**Your objective:**
Exactly repeat the material, dropping every picture from the copy.

**Source data:**
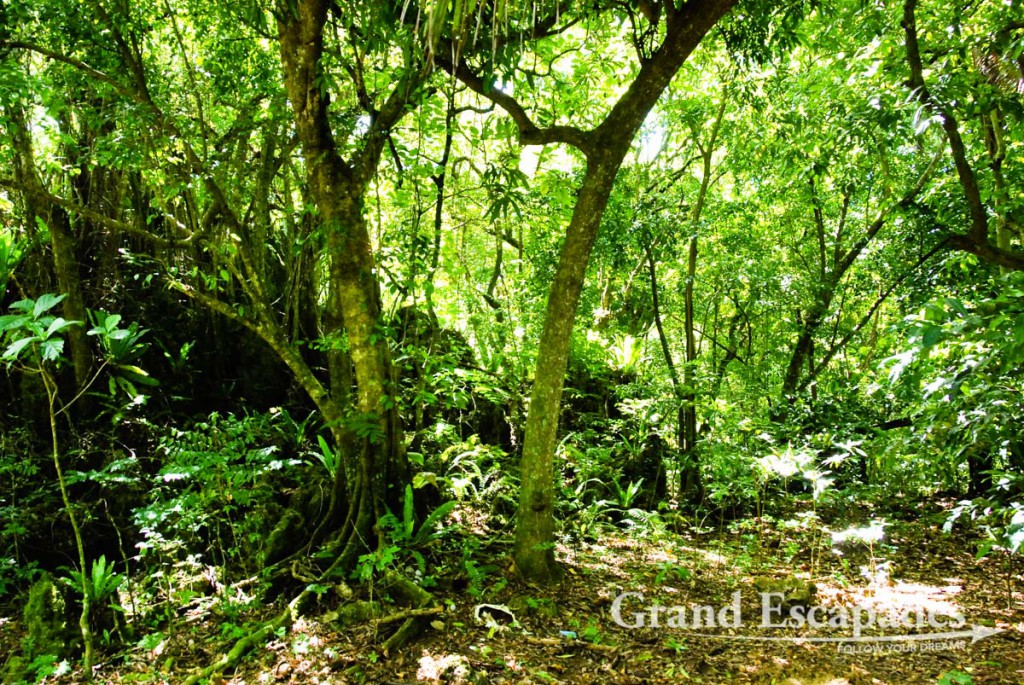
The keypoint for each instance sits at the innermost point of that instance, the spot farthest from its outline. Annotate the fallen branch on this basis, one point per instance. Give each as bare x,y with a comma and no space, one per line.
243,645
409,613
555,642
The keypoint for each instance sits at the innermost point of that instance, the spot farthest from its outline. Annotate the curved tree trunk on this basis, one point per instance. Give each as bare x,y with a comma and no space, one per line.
605,147
375,471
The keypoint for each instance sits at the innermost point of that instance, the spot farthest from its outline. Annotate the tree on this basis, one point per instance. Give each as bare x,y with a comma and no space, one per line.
604,147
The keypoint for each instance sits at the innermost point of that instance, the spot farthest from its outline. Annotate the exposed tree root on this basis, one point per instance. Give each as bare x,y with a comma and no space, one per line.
402,588
233,656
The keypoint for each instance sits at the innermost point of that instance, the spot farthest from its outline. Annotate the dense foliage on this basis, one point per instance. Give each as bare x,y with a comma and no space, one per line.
287,289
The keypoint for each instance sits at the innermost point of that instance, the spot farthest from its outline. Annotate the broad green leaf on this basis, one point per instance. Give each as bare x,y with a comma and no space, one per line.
51,349
58,324
15,347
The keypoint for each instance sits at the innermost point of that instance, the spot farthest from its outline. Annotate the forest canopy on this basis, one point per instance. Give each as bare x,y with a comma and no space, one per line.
302,302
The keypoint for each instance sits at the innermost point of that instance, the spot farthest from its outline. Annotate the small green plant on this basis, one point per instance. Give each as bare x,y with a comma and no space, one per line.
327,457
101,584
668,570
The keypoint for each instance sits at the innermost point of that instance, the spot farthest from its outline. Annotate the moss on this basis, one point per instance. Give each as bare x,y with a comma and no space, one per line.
46,631
283,540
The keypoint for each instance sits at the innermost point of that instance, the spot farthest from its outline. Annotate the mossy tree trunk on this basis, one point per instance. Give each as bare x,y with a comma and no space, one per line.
604,146
376,470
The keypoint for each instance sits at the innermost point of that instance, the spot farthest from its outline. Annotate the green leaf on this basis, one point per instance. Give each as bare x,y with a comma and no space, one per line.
931,336
12,322
409,517
15,347
51,349
58,324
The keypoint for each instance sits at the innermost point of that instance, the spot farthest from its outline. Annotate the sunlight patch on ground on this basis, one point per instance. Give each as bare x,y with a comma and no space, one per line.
897,599
709,556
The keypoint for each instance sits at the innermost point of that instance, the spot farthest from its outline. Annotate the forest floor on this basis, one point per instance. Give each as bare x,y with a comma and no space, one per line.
566,633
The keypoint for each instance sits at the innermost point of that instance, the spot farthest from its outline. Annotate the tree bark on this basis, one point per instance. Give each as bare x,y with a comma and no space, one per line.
378,473
605,148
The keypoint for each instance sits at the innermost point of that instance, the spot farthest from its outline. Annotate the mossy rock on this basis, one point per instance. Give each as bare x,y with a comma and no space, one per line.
787,592
47,632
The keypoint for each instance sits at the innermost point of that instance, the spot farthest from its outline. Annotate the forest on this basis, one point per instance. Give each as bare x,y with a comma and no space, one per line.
480,341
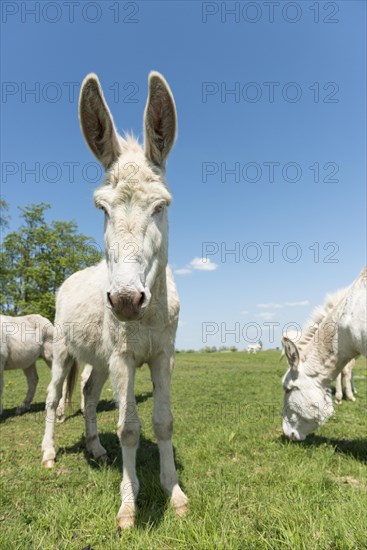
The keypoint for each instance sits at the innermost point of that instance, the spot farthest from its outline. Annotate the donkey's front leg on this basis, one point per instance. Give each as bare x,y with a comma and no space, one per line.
92,391
338,389
122,376
32,382
161,370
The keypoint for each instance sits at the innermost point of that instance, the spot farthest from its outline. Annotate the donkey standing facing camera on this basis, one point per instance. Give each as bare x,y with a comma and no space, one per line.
124,311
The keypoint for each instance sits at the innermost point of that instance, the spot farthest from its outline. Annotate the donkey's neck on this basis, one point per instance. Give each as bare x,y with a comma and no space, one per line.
325,358
159,302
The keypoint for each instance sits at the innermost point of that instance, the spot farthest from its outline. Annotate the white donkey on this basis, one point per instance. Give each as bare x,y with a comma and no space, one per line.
325,350
124,312
24,340
345,379
254,348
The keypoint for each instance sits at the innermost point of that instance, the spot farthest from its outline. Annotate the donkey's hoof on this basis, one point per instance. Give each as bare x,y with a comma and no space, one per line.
125,522
103,459
21,410
182,510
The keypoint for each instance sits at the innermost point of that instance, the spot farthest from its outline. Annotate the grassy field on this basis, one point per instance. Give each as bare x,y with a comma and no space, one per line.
248,487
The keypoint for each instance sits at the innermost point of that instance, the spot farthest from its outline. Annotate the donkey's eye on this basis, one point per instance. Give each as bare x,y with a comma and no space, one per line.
104,208
159,208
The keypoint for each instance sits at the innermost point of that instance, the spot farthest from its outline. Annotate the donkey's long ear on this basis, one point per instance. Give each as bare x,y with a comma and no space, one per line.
291,352
160,120
96,122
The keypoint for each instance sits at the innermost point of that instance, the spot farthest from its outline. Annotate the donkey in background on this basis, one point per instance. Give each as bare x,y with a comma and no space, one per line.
131,299
341,335
24,340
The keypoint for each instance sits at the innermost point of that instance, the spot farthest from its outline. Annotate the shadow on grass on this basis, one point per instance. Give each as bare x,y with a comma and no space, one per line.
152,501
357,448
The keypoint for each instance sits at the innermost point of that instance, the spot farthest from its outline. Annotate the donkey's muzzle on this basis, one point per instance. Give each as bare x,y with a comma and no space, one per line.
127,307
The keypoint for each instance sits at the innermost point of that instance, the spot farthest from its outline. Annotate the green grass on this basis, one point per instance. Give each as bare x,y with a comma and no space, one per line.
248,487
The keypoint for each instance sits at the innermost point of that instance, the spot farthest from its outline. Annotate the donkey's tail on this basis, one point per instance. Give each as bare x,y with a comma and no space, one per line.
70,381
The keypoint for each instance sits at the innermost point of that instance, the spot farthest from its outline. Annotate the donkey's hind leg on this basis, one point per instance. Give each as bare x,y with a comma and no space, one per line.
92,391
32,381
61,365
83,380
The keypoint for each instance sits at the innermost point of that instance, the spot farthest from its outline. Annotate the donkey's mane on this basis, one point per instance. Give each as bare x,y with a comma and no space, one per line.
318,315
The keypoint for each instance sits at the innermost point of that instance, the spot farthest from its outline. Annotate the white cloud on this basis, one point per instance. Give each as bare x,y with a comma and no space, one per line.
270,305
203,264
183,271
266,315
274,305
295,304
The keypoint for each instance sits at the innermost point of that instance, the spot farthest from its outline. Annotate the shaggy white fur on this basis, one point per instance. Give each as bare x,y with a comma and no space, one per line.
124,311
337,334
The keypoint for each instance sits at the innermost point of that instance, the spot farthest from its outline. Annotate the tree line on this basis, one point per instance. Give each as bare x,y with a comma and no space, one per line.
37,258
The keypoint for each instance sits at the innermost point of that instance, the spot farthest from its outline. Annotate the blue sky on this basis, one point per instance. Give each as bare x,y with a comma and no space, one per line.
270,157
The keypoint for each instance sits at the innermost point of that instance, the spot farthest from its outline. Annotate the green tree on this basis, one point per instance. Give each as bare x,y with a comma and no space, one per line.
36,259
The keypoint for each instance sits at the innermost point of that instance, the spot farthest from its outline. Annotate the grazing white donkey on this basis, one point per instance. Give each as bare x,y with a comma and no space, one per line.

**Reply:**
The keypoint for each instance sits at the innermost point of that instance, the spot farthest from its outline. Annotate the fallen branch on this basis, one point per instance. Give each as bare x,y with a comma and no space, one per line.
243,645
409,613
555,642
The keypoint for each instance sits at the innermost point of that instance, the spot farthest from its outline. Annotate the curved tree trunk on this basis, one point per instance. Give each as bare x,y with a comma and no space, one per line.
605,147
375,471
The keypoint for each instance sits at the innermost point of that instance, the spot farthest from its outline. Annotate the tree on this basis, one point per instance. Give each as bare x,y with a comma and no space, one per line.
604,147
The keypoint for each instance sits at the innermost point of that instance, the spot farthest from its outline. Annotate the exposed tree root on this basis, one point per instance. Give each as bare x,y with a comma and no space, one per line.
402,588
233,656
The keypoint for each instance sits at the innermost point of that instance, the spot farthest from its outline. Annotate the dense foliage on this basis, one point per instance. Give each as bare x,y with a comma and no space, one per line.
287,289
The keypoint for each instance sits at the innermost point of that instance, the spot farthest from its outline. Annotate the broad green leaf on this basis, one point per instance. Give each as bare x,y with a comma and no space, one per line.
51,349
58,324
15,347
The keypoint for each instance sits at the innermost point of that instance, the spot farthest from its outline. Annotate the forest canopy on this basis, one point per instance. Give each as bare x,y with a comma and no space, one per line.
302,302
The keypoint for each instance sits at the innermost point of that instance, the spot farthest from its outline. Annotate the small green plant on this basis, one point per instance. Give each as bare x,y with a comma and no space, one per line.
327,457
101,584
668,570
The keypoint for each instance sits at the innermost point of that instance, the spot farthest from its outline. Annotate the moss on this basis, one point per instance. Give each as bare x,y with a comma and no space, one per line.
46,631
283,540
The keypoint for each instance sits at the innermost point of that instance, the spot farthest from its outline. Annotate the mossy tree trunk on this basis, one point per instance. Give each as bare x,y with a comma and no space, one per line.
604,146
376,470
The keypoint for each instance sits at the innermost point of that instance, the spot farthest from its outline. Annotate the green leaf on this basis, one point per instance. Give each as bare x,y with a comma and no space, one per line.
931,336
12,322
409,517
15,347
51,349
58,324
The keypoint for each instance sits at the innermost point of that instance, the spot farthest from its outline. Annotate the sunlight patch on ground on this basis, one point per instance. Give each as bare x,y with a comma and no space, one per line.
897,599
709,556
The keypoint for each instance sits at the innermost point of that instance, the spot farthest from its outline. Annotate the forest floor on this basis, one point per instance. Give each as bare x,y with a comma and no space, one per line.
566,633
The keypoint for each instance sits at the innermost point of that instance, the spot farthest from its outline. Annotate the tree bark on this basis, one point per instance. Give each as bare x,y with a comma and no space, one per line.
378,473
605,148
The keypoint for each instance sits at the innermost point of that instance, the spot farthest from its outline. Annotate the mossy rock on this basis, one point per instance. Give each as bare x,y with a comma and no space, one per line.
787,592
47,632
The keypoint for each instance sits at the innermost point of that instance, the spot farthest from its outline. Annotate the forest on this basis, one point per instance. Give each as bare x,y with a comma and no space, one per line.
480,341
The keypoint for each instance sits at the innermost point of that instance, the spot farthest from its outline. Annotate the donkey's front leg on this basis, one point per instance. Give each as bare x,y with a comma and no space, one per line.
92,391
338,389
122,376
32,382
161,370
The keypoint for each instance sits at the innermost point of that instance, the spot farthest from its outline. Annotate the donkey standing facing camera on this basis, one point per instance. Give each as bare x,y with a comma and no space, one per line.
124,311
The keypoint for each instance sits at the innermost point of that instance, the spot farthest from its outline. Annotate the donkey's neck on this basis, one point per instance. Give each as bare x,y with a comma and no space, one per line.
325,358
159,302
The keypoint for each instance sits at the innermost point of that instance, the spot farthest from its outline. Annotate the white donkey on this basis, one point per instance. Give each as bare x,y with a comma and no space, one per line.
325,350
124,312
24,340
345,379
254,348
The keypoint for each instance sits at the innermost point of that instance, the spot farthest from its outline. Annotate the donkey's hoof on this basis, one point per instance. Give each as bare x,y with a comma and no space, one per line.
125,522
103,459
21,410
182,510
The keypoint for each instance sits at the innermost point of that instance, the spot farthest from its outline. Annotate the grassy field on this basis, one point per instance. Give each as bare x,y with a comma and no space, one per line.
248,487
The keypoint for each instance sits at the innermost point of that instance, the spot farthest from its outline. Annotate the donkey's eye on this basis, one point per instance. Give each as bare x,y with a comma and no space, one per line.
104,208
159,208
The keypoint for each instance sits at the innermost point of that instance, the spot farthest from its outline. Annotate the donkey's long ear on this basis, one point per instance. Give each as bare x,y with a comma and no space, one per line.
291,352
160,120
96,122
The keypoint for each instance sits at the innermost point of that instance, the spot farthest from its outline. Annotate the donkey in background on this basis, one point per instance. Give each as bare x,y with a comma and no space, one per line.
131,299
341,335
24,340
The keypoint for each instance sits at the innermost point of that instance, the spot farthest from its outline. Annotate the shadow on grass on this basis, one point per instance. Give each as bare x,y with a comma and no space, one per line.
152,501
357,448
The keypoint for each instance sits at the innermost point of that instance, the spot farthest from its outline. Annotate the donkey's muzzle on this basis, one point per instance. Give each as bare x,y with a comma and no space, one per line.
127,307
The keypoint for each instance sits at the innermost point of that instance, the spot farthest from its outline. Annotate the green grass on this basis, one point per instance. Give each as bare x,y with a comma and no space, one per line.
248,487
The keypoint for each instance sits at the innermost point of that instance, the spot farthest from its outline. Annotate the donkey's tail on this basis, one point per instance. Give each as bare x,y with a comma and no space, one per line.
70,381
The keypoint for each instance sits at the innermost point of that instance, the spot farthest from its outline. Annotate the donkey's hind leg on this basis, one point per instance. Give each as bare x,y with a comma and no space, one per line.
92,391
32,381
61,365
83,380
The keypoint for each instance sits at the innermost point of that instance, the spot farthest from its outline. Annotate the donkey's mane on this basis, one point per instance. Give each as bare x,y with a comma and no space, one per line.
318,315
The keypoint for each instance sits at the innermost point of that instance, the spot farthest from its outline. Annotate the white cloud on this basis, one point per instance. Give each as bare x,y with a comma and no space, one per line.
270,305
203,264
183,271
266,315
274,305
295,304
The keypoint for each instance sits at the innermost point of that instance, the spot farthest from its outline. Annotate the shaggy white fur on this basis, one point per instance. Give each as bare x,y with a comma and no space, one per line.
124,311
337,334
The keypoint for each instance sits at the innermost point of that instance, the spot farthest from its outline. Annotate the tree line on this basis, one point per instance. Give each as bare x,y with a comma and no space, one per line.
37,258
The keypoint for each instance sits at the innermost point of that instance, the spot farthest from its outline. Annotate the blue sky on this basis, one point per instance. Give each as bare x,y with a comma and no space, one per line.
270,157
The keypoint for each instance sits at the innermost point of that instance, the spot farthest from its outline. Annotate the green tree on this basis, one point per instance. Give each as bare x,y with a comma and no space, one per line.
36,259
The keypoint for each instance sits at the innermost point of that instance, the spot farthest from its outline. Annotate the grazing white donkey on this basis, one point per instance. Give each as bare x,y with a comma and no space, one per line.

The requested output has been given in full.